Problem details → Every record, from the first line to the last, needs to be given again exactly.

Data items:
::::::

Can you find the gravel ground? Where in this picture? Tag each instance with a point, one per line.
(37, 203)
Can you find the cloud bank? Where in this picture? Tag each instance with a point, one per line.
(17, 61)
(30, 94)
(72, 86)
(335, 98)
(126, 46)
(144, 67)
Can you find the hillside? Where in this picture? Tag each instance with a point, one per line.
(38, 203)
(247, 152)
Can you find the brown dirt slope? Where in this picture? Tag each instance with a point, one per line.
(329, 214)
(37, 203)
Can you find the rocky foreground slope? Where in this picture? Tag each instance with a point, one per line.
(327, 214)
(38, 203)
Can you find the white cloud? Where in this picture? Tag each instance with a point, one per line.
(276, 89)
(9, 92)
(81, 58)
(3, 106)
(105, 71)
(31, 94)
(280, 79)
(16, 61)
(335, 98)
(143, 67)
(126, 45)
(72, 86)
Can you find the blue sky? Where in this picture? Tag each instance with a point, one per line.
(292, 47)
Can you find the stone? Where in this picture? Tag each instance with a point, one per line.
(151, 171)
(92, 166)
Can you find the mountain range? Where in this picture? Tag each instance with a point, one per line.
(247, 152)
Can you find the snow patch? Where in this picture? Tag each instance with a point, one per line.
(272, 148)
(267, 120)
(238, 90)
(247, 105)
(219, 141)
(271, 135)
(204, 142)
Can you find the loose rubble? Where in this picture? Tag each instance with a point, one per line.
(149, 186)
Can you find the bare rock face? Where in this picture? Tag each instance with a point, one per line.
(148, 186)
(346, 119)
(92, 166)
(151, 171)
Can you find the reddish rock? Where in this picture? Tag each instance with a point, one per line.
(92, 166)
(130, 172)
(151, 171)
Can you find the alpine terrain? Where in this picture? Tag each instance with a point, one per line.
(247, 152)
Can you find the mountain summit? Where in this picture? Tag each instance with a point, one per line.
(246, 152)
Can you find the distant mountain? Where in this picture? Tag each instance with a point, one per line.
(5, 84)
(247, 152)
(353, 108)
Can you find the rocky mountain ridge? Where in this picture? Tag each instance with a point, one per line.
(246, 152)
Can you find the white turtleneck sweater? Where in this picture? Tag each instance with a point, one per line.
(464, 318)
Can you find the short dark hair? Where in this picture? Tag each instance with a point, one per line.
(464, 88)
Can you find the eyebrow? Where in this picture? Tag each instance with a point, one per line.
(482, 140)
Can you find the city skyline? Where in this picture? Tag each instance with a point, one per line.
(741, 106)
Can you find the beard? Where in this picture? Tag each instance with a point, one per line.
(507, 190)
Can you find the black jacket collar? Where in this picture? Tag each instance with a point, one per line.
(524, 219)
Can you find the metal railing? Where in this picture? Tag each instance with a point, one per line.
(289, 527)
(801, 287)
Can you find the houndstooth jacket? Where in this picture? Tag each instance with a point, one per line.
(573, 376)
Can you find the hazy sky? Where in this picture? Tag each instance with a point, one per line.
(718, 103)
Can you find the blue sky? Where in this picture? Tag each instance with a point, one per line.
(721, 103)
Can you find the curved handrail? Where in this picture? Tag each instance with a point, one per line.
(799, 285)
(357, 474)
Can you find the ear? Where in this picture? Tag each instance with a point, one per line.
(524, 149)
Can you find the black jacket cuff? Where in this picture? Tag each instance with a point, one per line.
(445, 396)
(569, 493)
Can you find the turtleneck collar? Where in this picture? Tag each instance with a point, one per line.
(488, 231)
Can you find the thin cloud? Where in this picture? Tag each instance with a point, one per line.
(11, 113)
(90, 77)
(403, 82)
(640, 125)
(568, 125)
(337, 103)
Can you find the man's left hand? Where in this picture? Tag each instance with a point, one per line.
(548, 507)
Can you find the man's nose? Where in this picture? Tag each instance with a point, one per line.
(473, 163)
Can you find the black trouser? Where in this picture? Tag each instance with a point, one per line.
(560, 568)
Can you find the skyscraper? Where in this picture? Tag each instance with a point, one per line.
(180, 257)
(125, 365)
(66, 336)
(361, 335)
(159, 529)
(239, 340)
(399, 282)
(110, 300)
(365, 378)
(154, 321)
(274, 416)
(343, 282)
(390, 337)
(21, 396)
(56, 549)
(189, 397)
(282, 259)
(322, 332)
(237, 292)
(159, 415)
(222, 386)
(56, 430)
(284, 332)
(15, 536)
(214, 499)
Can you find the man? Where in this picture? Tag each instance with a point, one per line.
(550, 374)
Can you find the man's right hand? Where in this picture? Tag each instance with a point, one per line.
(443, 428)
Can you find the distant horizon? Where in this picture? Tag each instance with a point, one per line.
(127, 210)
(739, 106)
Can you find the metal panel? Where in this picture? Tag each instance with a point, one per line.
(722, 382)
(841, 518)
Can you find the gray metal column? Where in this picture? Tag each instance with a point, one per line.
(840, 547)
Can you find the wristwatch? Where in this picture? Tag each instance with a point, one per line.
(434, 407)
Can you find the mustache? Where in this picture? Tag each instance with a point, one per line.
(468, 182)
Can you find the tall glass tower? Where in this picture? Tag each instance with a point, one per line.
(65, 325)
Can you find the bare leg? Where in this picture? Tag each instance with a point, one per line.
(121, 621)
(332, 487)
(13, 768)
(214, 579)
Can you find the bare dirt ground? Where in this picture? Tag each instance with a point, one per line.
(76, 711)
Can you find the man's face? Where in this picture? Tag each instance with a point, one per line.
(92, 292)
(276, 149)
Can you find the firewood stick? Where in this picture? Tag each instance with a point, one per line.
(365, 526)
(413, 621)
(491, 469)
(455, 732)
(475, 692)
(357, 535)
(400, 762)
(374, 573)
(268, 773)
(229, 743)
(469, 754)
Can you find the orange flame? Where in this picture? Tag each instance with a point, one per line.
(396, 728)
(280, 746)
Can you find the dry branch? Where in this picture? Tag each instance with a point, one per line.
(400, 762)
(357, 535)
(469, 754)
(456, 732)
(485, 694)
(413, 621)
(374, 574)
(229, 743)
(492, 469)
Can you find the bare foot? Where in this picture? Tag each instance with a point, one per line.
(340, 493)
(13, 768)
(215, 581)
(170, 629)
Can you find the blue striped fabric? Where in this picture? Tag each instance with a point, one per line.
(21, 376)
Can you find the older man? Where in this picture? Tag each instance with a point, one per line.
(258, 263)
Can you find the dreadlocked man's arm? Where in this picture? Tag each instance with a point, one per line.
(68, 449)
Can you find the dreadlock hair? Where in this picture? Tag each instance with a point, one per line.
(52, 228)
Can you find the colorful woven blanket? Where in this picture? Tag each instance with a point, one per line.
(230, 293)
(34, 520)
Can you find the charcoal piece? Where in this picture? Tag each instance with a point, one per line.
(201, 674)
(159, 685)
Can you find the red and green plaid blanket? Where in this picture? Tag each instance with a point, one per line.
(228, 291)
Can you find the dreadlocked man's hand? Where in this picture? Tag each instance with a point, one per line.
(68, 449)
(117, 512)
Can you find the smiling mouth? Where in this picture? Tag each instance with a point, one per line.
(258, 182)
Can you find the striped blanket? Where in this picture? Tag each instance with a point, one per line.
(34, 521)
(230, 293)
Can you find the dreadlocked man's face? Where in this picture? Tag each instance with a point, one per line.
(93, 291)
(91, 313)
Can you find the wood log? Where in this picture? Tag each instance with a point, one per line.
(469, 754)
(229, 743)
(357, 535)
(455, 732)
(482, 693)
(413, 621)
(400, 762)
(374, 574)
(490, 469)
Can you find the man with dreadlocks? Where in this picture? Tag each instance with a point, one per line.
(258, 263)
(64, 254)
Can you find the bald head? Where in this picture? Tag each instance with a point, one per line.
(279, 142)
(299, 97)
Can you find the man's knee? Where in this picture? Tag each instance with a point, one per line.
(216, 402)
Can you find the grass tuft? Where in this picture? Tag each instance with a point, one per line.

::::::

The answer →
Can you find the gravel ground? Where in this picture? Tag each instance with a point, one per line.
(37, 203)
Can you find the cloud bank? Where in this picture? Tag each instance with a point, one per line.
(17, 61)
(30, 94)
(72, 86)
(335, 98)
(126, 46)
(144, 67)
Can you find the hillside? Where in this picture? Tag each instance with a point, one per line.
(38, 203)
(247, 152)
Can you find the brown dirt slope? Where in this picture? Tag each instance with a point, one per line.
(329, 214)
(37, 203)
Can you find the rocky foreground slope? Where in this picture? Tag each instance with a point, one per line.
(327, 214)
(38, 203)
Can you find the white cloud? Where in this picture? Tag each instance with a point, one per line.
(276, 89)
(9, 92)
(81, 58)
(3, 106)
(105, 71)
(31, 94)
(280, 79)
(16, 61)
(335, 98)
(143, 67)
(126, 45)
(72, 86)
Can you find the blue sky? Where in this picture? Tag each instance with a point, one per line.
(292, 47)
Can you find the stone? Where in this picture? Tag each instance with a point, one per line.
(151, 171)
(92, 166)
Can you find the mountain range? Where in this picture? Tag each instance with a point, one per line.
(247, 152)
Can you find the snow patch? Where in this picture? Tag each instance with a point, one per line.
(272, 148)
(267, 120)
(238, 90)
(247, 105)
(219, 141)
(271, 135)
(204, 142)
Can you find the loose rubble? Where in this picture? Tag each instance with a point, one per line.
(149, 186)
Can you find the bare rock face? Where in this picture? Tag each instance with a point, one per line.
(148, 186)
(346, 119)
(92, 166)
(151, 171)
Can you find the reddish rock? Where in this picture? Tag each instance with a point, one per line.
(92, 166)
(130, 172)
(151, 171)
Can you find the alpine terrain? Where in this picture? Tag each instance with a point, one per line.
(247, 152)
Can you find the mountain summit? Where in this picture? Tag each instance with a point, one per line.
(246, 152)
Can you find the distant mountain? Where in this picture? Tag each instance with a point, one per line.
(5, 84)
(247, 152)
(353, 108)
Can you find the rocky mountain ridge? Where in this picture? Tag each instance with a point, one per line.
(246, 152)
Can you find the white turtleneck sweater? Where in this picture? Tag each instance with a point, one per line.
(464, 318)
Can you find the short dark hair? Where in this picture? Tag each instance with a point, one per line.
(464, 88)
Can you find the eyebrow? Where in this picture? Tag each instance with a point, one per line.
(482, 140)
Can you find the city skyline? Where in this picture? Tag each instance with a point, one per line.
(741, 106)
Can you find the beard? Where in this picture? Tag each instance with a point, one per line.
(507, 190)
Can you find the black jacket collar? Where in this picture? Tag each instance with a point, one per line.
(524, 219)
Can you find the metal railing? Where in this picture? Tag each instance with a point, one per line.
(289, 527)
(801, 287)
Can you find the houndstooth jacket? Where in this picture? Tag each instance with a point, one per line.
(573, 376)
Can you find the hazy sky? Where in this picture? Tag each instance with a point, one per line.
(718, 103)
Can you find the blue sky? Where in this picture? Tag each instance with a point, one per line.
(721, 103)
Can you find the curved handrail? Where in this picture? Tag each instance with a point, one per line.
(799, 285)
(357, 474)
Can you find the ear? Where in this picture? Tag each instance with a point, one per line.
(524, 149)
Can you find the black jacket cuff? Where in this picture? Tag each instance with a point, one per line.
(445, 396)
(569, 493)
Can you find the turtleneck collar? Where in this picture? Tag each instance with a point, one per line.
(488, 231)
Can you find the thin cloud? Where in this picture? Tag each instance with a point, one per line.
(11, 113)
(90, 77)
(403, 82)
(640, 125)
(568, 125)
(337, 103)
Can you find the man's left hand? Where in this picture? Tag each instance with a point, one per line.
(548, 507)
Can you find the man's nose? Where in this picture? Tag each instance with a point, one per line.
(473, 163)
Can you find the black trouser? Where in this picture? Tag each instance with a point, one per line.
(560, 568)
Can you find the skyscraper? Where in this picture? Tag each instance with a point, one per line.
(180, 257)
(125, 365)
(66, 336)
(361, 335)
(159, 529)
(239, 340)
(399, 282)
(110, 300)
(365, 378)
(154, 321)
(274, 416)
(343, 282)
(390, 337)
(21, 396)
(56, 549)
(189, 397)
(282, 259)
(322, 332)
(237, 292)
(159, 415)
(222, 386)
(56, 430)
(284, 332)
(15, 536)
(214, 499)
Can you find the man? Where in this picture? Tag each instance with a point, one per line.
(550, 374)
Can you find the man's right hand? Where in this picture? Tag each instance with a point, one per line.
(443, 428)
Can you find the distant horizon? Where in this picture? Tag each instance with a point, one per line.
(127, 210)
(739, 106)
Can you find the metal panel? Where in this picture? Tag each instance with a point, one per line.
(722, 382)
(841, 518)
Can you find the gray metal column? Where in this picture? Tag each instance with a point, one per line.
(840, 547)
Can you find the wristwatch? Where in this picture? Tag each instance with a point, one per line.
(434, 407)
Can you find the mustache? Where in this picture? Tag each instance with a point, one per line.
(468, 182)
Can you find the tall glass tower? Where in this picture? Tag each instance with a point, one per line.
(65, 325)
Can you find the bare leg? Where in this picture? Tag each instance with a point, one per line.
(121, 621)
(332, 487)
(13, 768)
(214, 579)
Can you find the bare dirt ground? Where in this picture? Tag each instance with a point, one per line.
(76, 711)
Can you find the man's face? Where in this picture? Tag each instance with a point, one per line.
(92, 292)
(276, 149)
Can you find the firewood stick? Where in this picture? Tag each instance with a point, one per line.
(365, 526)
(413, 621)
(491, 469)
(455, 732)
(475, 692)
(357, 535)
(400, 762)
(374, 573)
(268, 773)
(229, 743)
(469, 754)
Can you find the orange flame? Where in this picture? Tag each instance with a point, one per line.
(396, 728)
(280, 746)
Can you find the dry branch? Where in this picture? Tag each instance with a point, one per line.
(400, 762)
(357, 535)
(469, 754)
(456, 732)
(485, 694)
(413, 621)
(374, 574)
(229, 743)
(492, 469)
Can you find the bare foot? Where in this picture? Tag each instance with a point, one per line.
(340, 493)
(13, 768)
(215, 581)
(170, 629)
Can you find the blue striped fabric? Where in this picture? Tag each instance with a point, one per line.
(21, 376)
Can you find the older man? Where in this picture? Tag each instance with a point, one per line.
(258, 263)
Can you find the dreadlocked man's arm? Where in this picture? Tag each instance with a point, one per line.
(68, 449)
Can you find the dreadlock hair? Where in this picture? Tag each instance with a point, one per line.
(52, 228)
Can you find the colorful woven blanket? Where in this picture? Tag each instance with a point, one per line.
(230, 293)
(34, 520)
Can you find the charcoal piece? Where in this picture? Tag each instance with a point, one per line.
(201, 674)
(159, 685)
Can you find the red and green plaid blanket? Where in this picture? Tag each instance with a point, one per line.
(228, 291)
Can you find the dreadlocked man's hand? Where in this picture? Tag each instance with a point, one per line.
(68, 449)
(117, 512)
Can you find the smiling mouth? Where in this picture? Tag each instance with a point, one per line.
(258, 182)
Can you find the striped blanket? Where in this picture? Tag each instance with a point, one per line.
(34, 521)
(230, 293)
Can you find the dreadlocked man's face? Where in this picture? Tag each instance with a point, one per line.
(93, 291)
(91, 313)
Can you find the wood log? Where in this picture? Tag each instance with a point, one per line.
(469, 754)
(229, 743)
(357, 535)
(455, 732)
(482, 693)
(413, 621)
(400, 762)
(374, 574)
(490, 469)
Can you find the man with dreadlocks? Where in this picture? Tag each instance with a point, one per line.
(258, 263)
(64, 254)
Can you find the bald head? Where in this picture? Tag each instance with a point, one per line.
(279, 142)
(299, 97)
Can you find the man's knee? Where in this picture? Tag each instance with a point, one per line.
(216, 402)
Can you find the grass tuft? Where in this picture? Tag each instance with a point, one per line.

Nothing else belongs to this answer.